We all know the rest of that story.
ANN's editors posed the question of "what's changed" in aviation
as a result of 9/11. I've thought about it quite a bit, and the
answer for me personally is "not much". Most of my cross-country
trips are flown IFR, so airspace isn't much of a challenge. In five
years of actively instructing around the entire United States I've
yet to have to cancel a flight because of Temporary Flight
Restrictions (TFRs). I've always been a proponent of checking
weather and Notices to Aviators (NOTAMs), so a brief TFR check
before each flight is nothing new to me.
Some of my friends have been very affected by 9/11's aftermath,
people who live and fly in the vicinity of Washington, DC. In fact,
I flew (commercially) out of Baltimore/Washington on the night of
9/9/2001 after a weekend of instruction that included "low
approaches" over Andrews Air Force Base, home of Air Force One (we
did have to hold outside the area for a while as the President came
in from somewhere that last peacetime Sunday). Now pilots in the
Baltimore/Washington metroplex have Draconian rules for VFR flight
in the area.

What is required | According to the passage on aviation after 9/11, how many years has the writer been instructing around the United States without having to cancel a flight because of TFRs?

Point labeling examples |

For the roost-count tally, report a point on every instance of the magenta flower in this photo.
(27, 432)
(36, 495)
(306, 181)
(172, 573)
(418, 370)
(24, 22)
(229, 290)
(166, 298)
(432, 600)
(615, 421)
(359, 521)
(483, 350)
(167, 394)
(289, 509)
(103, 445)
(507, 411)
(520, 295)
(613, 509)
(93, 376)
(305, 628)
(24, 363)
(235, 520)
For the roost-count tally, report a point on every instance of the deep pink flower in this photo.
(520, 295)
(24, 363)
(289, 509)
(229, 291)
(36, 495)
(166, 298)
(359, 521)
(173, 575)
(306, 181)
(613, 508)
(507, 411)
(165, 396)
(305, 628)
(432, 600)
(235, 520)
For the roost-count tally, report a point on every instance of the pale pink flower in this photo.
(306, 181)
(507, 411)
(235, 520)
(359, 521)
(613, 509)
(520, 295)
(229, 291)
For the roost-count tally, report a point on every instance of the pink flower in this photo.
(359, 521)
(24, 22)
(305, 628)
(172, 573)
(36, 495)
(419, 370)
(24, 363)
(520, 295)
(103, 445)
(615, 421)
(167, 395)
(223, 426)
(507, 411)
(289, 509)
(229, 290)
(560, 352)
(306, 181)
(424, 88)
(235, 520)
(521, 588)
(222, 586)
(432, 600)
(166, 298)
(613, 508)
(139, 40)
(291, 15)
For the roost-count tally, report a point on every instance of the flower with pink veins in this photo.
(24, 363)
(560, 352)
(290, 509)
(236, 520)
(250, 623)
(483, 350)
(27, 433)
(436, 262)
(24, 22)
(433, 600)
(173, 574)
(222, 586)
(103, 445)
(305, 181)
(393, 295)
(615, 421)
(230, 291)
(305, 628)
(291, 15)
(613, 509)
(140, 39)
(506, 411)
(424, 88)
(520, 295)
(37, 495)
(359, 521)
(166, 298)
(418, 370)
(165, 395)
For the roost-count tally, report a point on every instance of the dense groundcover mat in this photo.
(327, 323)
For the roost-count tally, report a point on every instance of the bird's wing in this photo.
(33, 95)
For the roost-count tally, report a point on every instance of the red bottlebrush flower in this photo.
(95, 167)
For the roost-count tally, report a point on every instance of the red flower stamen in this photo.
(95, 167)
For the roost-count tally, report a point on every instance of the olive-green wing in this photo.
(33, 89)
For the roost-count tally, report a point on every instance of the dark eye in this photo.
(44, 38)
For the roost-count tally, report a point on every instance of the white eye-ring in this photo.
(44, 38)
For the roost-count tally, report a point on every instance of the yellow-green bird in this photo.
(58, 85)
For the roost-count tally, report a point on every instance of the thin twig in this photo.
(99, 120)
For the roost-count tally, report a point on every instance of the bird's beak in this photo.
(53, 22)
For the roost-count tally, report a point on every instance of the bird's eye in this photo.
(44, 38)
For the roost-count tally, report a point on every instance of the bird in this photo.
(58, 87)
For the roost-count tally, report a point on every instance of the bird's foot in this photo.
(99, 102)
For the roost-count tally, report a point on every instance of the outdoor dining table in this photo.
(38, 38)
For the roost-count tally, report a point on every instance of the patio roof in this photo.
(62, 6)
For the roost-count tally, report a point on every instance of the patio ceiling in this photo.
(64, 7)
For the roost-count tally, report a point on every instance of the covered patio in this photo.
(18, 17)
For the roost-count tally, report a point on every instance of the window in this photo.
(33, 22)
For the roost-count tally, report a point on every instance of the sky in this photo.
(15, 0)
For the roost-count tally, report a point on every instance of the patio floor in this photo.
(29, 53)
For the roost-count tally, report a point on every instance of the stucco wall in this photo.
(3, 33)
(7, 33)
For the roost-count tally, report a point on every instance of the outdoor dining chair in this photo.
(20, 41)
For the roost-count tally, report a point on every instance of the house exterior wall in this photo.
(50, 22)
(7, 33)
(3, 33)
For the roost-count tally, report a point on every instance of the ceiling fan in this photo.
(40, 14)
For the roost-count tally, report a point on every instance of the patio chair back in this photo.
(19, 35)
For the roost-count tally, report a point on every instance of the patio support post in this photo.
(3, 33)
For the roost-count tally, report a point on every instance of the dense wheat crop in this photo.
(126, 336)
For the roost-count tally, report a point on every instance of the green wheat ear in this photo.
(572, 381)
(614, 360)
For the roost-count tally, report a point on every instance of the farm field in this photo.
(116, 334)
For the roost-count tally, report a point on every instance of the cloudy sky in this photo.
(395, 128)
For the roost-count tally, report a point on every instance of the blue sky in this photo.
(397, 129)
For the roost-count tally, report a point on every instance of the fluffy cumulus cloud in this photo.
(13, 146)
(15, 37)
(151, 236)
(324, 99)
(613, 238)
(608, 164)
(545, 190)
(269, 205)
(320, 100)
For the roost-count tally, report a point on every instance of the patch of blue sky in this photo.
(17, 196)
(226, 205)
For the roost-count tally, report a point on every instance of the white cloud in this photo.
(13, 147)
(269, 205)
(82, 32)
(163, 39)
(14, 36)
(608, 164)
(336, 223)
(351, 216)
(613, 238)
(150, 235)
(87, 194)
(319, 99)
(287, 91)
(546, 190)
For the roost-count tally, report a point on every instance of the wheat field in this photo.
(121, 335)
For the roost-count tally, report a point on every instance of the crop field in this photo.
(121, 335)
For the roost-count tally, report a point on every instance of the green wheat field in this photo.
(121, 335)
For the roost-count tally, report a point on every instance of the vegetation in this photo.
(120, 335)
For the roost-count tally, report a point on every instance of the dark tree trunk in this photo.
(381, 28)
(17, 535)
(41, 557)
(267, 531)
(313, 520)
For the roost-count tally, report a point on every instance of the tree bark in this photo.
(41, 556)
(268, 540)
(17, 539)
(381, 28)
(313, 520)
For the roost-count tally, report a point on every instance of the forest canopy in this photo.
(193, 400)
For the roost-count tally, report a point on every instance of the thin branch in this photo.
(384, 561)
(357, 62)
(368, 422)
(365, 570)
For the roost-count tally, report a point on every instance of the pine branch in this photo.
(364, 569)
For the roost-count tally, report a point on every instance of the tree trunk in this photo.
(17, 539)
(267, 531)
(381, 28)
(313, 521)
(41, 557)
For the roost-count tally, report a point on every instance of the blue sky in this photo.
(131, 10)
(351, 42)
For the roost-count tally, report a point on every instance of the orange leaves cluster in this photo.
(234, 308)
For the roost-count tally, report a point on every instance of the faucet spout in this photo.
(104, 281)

Written answer | Five years.